━━ DOCUMENT SEGMENT

Bio-inspired AntiMicrobial Bone BIoceramics: Deciphering contact-based biocidal mechanisms

Bone infections, that result in bone destruction, are one of the great challenges of orthopaedic and maxillofacial surgery. The first line of treatment is the administration of antibiotics. But they are often unable to eradicate the infection. In addition, prolonged treatments increase the likelihood of favoring the selection of bacteria resistant to antibiotics. Antibiotic resistance kills more than 1 million people each year worldwide and has become a global health threat. This calls for radically novel alternatives that are not based on antibiotics to combat microbial infections.
Moreover, when a tissue becomes infected, besides getting rid of the infection it is also necessary to rebuild the damaged tissue. In the case of bone, antimicrobial bone substitutes have been suggested, but most of them rely on the release of chemical agents such as antibiotics. However, this only works for short periods of time and faces the problem of antibiotic resistance.
BAMBBI aims to tackle this challenge by developing synthetic materials based on calcium phosphates that can prevent or even fight infections while simultaneously promoting bone regeneration, without the use of antibiotics. Our proposed strategy is based on the recent discovery that some natural surfaces are capable of killing bacteria by contact. This is possible because these surfaces have a special structure, with tiny protrusions (what we call nanotopography), as small as the bacteria themselves. However, it is hard to fabricate such small nanostructures, and so far they have only been developed on a limited number of materials. Our goal is to develop this kind of bactericidal surfaces in materials that can be used in real 3D implants, such as synthetic bone grafts, that can be used in medical practice.
Moreover, BAMBBI aims to better understand how different types of bacteria react to the nanotopography and surface chemistry of materials when they come into contact with them. In this way, it aims to identify the underlying causes of significant variations in the bactericidal efficacy of a given substrate for different bacterial strains. By addressing these scientific questions, the BAMBBI project aims to design more effective antibacterial implants that can regenerate bone more efficiently, even in the presence of bacterial infections.

━━━━

→ **WORK TASK 1**: Can you transcribe, word for word, the part of the BAMBBI bioceramics text that opens with the words containing "Moreover, BAMBBI aims" and closes with "of bacterial infections."?
→ **WORK TASK 2**: In the BAMBBI bioceramics text, what does the project aim to do? List every aim given after the words "aims to".
→ **WORK TASK 3**: How would the BAMBBI bioceramics text go on? Write the next part, starting after its final sentence.

━━ EXTRACTED RECORDS

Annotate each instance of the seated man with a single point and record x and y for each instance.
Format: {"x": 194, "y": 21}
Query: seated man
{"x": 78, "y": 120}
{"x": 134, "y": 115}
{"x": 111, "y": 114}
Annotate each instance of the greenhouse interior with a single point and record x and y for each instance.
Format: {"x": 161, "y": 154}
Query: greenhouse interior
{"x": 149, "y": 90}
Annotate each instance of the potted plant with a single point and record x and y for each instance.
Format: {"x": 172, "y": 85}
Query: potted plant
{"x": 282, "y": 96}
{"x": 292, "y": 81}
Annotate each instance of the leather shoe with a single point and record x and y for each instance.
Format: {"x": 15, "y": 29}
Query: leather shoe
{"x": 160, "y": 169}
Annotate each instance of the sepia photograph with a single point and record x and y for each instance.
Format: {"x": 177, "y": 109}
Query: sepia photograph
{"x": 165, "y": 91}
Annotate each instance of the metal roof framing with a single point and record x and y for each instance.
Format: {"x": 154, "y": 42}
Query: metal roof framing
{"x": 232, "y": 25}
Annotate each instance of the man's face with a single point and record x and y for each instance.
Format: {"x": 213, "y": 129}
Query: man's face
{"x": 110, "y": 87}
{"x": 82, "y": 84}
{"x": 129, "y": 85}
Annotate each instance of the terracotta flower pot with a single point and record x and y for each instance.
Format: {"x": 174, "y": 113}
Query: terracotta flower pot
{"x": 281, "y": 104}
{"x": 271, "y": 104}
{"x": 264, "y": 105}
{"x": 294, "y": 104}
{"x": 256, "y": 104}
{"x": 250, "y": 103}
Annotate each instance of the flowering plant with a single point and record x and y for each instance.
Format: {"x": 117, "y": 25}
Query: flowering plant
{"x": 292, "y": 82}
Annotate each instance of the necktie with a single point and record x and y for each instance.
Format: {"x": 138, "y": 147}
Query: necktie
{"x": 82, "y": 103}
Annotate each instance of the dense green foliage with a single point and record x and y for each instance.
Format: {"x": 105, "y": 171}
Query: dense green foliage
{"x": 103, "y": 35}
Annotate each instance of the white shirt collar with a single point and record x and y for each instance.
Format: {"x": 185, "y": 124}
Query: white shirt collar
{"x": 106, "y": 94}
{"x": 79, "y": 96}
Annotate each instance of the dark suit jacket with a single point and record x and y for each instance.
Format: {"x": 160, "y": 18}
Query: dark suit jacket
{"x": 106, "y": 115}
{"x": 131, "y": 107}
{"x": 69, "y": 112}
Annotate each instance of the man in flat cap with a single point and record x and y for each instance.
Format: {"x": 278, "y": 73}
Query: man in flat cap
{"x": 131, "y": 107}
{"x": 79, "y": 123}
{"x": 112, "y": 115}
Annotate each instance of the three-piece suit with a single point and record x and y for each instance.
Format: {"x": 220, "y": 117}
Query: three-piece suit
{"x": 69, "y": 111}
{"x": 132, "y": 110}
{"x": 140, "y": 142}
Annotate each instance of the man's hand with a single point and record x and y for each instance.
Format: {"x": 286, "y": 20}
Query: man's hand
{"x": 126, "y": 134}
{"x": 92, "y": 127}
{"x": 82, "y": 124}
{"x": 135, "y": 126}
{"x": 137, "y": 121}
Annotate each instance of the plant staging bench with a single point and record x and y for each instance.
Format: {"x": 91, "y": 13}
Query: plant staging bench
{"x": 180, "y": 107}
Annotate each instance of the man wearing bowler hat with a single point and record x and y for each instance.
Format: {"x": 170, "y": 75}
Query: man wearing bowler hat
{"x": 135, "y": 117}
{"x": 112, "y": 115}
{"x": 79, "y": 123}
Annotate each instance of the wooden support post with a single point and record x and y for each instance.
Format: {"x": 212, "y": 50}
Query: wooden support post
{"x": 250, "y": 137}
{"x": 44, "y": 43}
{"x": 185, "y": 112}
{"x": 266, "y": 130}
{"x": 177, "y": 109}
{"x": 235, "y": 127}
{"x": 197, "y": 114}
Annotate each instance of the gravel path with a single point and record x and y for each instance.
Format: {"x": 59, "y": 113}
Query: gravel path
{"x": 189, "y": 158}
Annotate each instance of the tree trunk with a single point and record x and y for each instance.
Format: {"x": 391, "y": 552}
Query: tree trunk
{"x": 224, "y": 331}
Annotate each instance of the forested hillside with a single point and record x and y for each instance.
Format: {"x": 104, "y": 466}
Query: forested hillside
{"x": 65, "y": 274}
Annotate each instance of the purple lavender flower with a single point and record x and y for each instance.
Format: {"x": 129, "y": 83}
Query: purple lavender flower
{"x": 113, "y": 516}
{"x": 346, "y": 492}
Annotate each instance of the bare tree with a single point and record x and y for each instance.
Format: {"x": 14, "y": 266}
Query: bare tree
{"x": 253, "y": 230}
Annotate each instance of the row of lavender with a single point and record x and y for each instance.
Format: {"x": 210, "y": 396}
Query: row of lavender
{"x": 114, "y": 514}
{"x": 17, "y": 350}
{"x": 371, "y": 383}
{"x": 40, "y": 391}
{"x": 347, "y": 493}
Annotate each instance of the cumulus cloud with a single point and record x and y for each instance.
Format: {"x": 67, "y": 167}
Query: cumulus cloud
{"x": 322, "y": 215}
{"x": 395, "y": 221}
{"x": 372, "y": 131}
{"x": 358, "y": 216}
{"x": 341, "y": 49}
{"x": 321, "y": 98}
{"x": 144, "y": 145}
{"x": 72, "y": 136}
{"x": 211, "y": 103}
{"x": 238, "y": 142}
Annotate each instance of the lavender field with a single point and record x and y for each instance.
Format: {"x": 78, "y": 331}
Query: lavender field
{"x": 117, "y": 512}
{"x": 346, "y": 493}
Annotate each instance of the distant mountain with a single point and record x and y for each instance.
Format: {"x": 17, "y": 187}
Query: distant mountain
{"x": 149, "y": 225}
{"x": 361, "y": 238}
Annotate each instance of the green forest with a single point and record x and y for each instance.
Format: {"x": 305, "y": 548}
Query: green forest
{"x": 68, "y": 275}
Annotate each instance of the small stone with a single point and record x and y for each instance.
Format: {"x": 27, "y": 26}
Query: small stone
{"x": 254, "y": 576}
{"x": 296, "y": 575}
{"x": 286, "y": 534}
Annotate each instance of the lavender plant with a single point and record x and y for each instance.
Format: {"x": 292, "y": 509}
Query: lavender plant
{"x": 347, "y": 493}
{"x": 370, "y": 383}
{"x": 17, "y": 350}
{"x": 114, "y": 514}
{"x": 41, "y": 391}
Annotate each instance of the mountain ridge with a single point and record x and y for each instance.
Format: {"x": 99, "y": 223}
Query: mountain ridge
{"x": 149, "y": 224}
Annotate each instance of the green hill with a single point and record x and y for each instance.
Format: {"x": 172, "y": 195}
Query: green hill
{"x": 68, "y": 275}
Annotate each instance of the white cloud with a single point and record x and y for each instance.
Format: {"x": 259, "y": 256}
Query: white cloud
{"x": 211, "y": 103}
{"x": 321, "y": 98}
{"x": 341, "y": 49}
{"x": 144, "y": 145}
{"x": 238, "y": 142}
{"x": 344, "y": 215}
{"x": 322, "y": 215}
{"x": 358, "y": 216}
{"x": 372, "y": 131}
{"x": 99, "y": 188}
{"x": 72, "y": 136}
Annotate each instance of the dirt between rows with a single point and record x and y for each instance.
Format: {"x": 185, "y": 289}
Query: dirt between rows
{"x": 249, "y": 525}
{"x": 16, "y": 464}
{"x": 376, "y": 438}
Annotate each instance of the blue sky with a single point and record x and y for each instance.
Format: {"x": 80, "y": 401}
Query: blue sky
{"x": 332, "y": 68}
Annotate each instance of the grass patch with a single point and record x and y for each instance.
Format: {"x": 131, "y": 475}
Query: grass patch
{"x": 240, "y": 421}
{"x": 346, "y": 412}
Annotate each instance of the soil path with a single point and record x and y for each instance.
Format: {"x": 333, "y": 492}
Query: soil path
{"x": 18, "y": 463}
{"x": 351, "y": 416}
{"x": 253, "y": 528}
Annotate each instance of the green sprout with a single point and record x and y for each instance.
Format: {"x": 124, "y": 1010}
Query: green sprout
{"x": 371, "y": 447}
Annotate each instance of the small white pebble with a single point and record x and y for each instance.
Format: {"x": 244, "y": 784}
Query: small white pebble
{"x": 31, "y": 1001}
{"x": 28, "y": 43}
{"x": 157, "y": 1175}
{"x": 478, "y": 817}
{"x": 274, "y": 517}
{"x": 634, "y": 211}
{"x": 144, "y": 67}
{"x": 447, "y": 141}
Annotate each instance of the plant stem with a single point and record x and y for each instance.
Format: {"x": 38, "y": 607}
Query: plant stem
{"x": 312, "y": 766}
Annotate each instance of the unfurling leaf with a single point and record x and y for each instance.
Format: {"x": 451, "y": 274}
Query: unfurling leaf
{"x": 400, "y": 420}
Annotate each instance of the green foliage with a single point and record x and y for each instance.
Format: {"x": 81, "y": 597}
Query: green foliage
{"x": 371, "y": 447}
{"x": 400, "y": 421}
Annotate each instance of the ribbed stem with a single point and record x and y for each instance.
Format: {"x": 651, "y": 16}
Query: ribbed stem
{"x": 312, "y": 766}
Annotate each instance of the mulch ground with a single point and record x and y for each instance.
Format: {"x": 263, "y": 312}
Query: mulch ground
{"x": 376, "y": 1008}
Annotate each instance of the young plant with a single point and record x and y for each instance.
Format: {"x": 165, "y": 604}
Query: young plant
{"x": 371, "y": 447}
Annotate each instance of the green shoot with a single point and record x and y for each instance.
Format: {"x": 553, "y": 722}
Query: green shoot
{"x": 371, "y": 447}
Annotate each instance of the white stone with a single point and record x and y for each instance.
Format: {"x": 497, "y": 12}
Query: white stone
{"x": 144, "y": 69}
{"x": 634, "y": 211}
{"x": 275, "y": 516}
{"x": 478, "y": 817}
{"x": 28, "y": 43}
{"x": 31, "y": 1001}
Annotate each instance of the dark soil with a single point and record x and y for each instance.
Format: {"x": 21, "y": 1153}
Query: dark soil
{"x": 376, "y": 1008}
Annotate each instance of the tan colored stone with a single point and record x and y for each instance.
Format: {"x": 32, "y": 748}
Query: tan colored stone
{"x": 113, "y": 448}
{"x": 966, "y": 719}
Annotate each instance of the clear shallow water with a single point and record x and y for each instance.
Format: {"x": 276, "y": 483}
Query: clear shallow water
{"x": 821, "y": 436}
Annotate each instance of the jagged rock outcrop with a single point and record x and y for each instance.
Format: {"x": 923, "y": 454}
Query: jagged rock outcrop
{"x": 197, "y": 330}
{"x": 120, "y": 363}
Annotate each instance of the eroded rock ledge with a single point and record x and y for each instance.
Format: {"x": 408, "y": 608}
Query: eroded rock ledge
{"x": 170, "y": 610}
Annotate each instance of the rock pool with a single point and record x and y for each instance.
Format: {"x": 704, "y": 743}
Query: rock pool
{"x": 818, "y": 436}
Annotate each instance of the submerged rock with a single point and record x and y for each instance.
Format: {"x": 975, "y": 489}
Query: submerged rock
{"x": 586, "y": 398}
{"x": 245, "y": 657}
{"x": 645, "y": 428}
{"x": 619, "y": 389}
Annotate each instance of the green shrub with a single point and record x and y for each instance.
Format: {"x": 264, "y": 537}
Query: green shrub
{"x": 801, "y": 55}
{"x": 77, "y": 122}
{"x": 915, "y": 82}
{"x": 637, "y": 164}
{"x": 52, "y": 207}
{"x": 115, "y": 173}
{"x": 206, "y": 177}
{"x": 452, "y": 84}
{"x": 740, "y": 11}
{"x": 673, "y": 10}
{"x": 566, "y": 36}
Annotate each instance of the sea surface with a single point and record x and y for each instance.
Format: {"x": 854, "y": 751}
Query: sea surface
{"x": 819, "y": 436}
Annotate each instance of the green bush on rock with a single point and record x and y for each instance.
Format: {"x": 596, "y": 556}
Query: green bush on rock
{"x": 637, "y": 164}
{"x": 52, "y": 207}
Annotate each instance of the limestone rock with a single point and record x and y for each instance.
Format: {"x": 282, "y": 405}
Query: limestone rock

━━━━

→ **FINAL ANSWER 1**:
Moreover, BAMBBI aims to better understand how different types of bacteria react to the nanotopography and surface chemistry of materials when they come into contact with them. In this way, it aims to identify the underlying causes of significant variations in the bactericidal efficacy of a given substrate for different bacterial strains. By addressing these scientific questions, the BAMBBI project aims to design more effective antibacterial implants that can regenerate bone more efficiently, even in the presence of bacterial infections.

→ **FINAL ANSWER 2**:
- Tackle this challenge by developing synthetic materials based on calcium phosphates that can prevent or even fight infections while simultaneously promoting bone regeneration, without the use of antibiotics
- Better understand how different types of bacteria react to the nanotopography and surface chemistry of materials when they come into contact with them
- Identify the underlying causes of significant variations in the bactericidal efficacy of a given substrate for different bacterial strains
- Design more effective antibacterial implants that can regenerate bone more efficiently, even in the presence of bacterial infections

→ **FINAL ANSWER 3**:
The approach used to develop antimicrobial topographies in synthetic bone substitutes is again inspired by nature. Nature uses different strategies to generate biominerals with complex shapes and structures by precipitation from aqueous solutions. These include the modification of reaction conditions and the presence of soluble additives, such as crystallisation modifiers, inhibitors or nucleation agents. In the project, we have already demonstrated the potential of this strategy for the development of calcium phosphate nanotopographies with antimicrobial properties. By controlling how calcium phosphate crystals form and grow, playing with the reaction conditions and the interaction with ions and organic molecules, the surface morphology of calcium phosphate 3D implants can be tailored. We have developed calcium phosphate surfaces consisting of tiny nanopillars that are able to kill bacteria by contact. Moreover, we will further explore the possibility of enhancing the capacity of killing bacteria by modifying the chemical nature of the surface. All these strategies allow us to study in detail how bacteria are killed by contact and what role nanotopography (the structure of the surface) and surface chemistry play in this process.

BAMBBI has the ambitious goal of creating antimicrobial surfaces on real bone grafting biomaterials. In contrast to the antimicrobial nanostructures developed so far, the contact-killing topographies are to be produced not on inert surfaces but on substrates that are bioactive and thus capable of promoting bone formation. The impact of the development of materials with antimicrobial properties and, even more so, of the knowledge of the fundamental mechanisms of action is enormous, given the interest that antimicrobial materials have in fields as diverse as food and medical packaging, surgical instrumentation, and water remediation, among others. Moreover, beyond the antimicrobial properties, the accurate control of the nanostructure of calcium phosphate materials is expected to have a great impact in a wide range of fields where calcium phosphates find application, such as catalysis for chemical reactions and environmental sciences, water purification and protein separation.